Retype exactly, and only, the lines from the one that contains "Where can the dark" through the final line of the entries.

(Beginning of Study material)

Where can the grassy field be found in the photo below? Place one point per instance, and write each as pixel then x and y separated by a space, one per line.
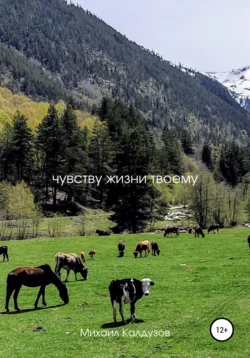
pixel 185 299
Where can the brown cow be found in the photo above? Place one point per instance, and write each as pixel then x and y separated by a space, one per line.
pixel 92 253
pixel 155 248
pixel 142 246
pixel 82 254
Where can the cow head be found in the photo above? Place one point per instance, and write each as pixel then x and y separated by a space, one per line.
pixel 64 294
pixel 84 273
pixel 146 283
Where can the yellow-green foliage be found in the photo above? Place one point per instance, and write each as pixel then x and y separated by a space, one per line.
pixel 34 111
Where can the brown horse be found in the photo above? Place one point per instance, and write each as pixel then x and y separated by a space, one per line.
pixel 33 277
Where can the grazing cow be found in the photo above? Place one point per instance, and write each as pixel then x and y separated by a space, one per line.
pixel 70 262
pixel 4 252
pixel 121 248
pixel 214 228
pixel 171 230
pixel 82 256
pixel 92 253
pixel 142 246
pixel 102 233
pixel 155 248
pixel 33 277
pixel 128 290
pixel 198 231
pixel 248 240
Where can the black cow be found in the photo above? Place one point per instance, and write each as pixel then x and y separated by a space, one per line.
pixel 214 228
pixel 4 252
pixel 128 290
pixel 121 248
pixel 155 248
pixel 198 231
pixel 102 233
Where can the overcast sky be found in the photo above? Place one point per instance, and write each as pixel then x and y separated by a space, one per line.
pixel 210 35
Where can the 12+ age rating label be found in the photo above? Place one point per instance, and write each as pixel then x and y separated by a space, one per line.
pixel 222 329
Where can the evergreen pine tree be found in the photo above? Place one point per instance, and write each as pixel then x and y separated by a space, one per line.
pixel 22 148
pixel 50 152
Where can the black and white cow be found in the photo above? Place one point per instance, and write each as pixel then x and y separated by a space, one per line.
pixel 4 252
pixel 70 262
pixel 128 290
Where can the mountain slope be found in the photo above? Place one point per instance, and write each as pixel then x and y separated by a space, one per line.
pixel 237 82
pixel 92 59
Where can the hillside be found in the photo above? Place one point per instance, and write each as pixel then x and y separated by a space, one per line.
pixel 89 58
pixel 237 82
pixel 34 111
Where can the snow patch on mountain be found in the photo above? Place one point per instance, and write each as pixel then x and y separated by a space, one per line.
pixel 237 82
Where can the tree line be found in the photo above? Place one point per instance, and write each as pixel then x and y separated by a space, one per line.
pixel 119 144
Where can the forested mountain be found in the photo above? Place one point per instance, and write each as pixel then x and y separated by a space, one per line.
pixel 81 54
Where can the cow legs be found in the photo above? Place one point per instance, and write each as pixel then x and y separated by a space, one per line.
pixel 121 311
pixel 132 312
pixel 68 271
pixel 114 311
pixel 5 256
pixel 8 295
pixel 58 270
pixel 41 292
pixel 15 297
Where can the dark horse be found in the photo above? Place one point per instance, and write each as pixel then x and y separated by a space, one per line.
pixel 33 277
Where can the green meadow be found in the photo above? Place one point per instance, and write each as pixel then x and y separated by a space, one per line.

(End of Study material)

**Response area**
Where can the dark horse be found in the photo above? Place one point per instance, and write each as pixel then x and y separated by a space, one per line.
pixel 33 277
Where can the green meadow be found in the photo above? Place one point per instance, and write each as pixel then x and y separated by a space, one per line.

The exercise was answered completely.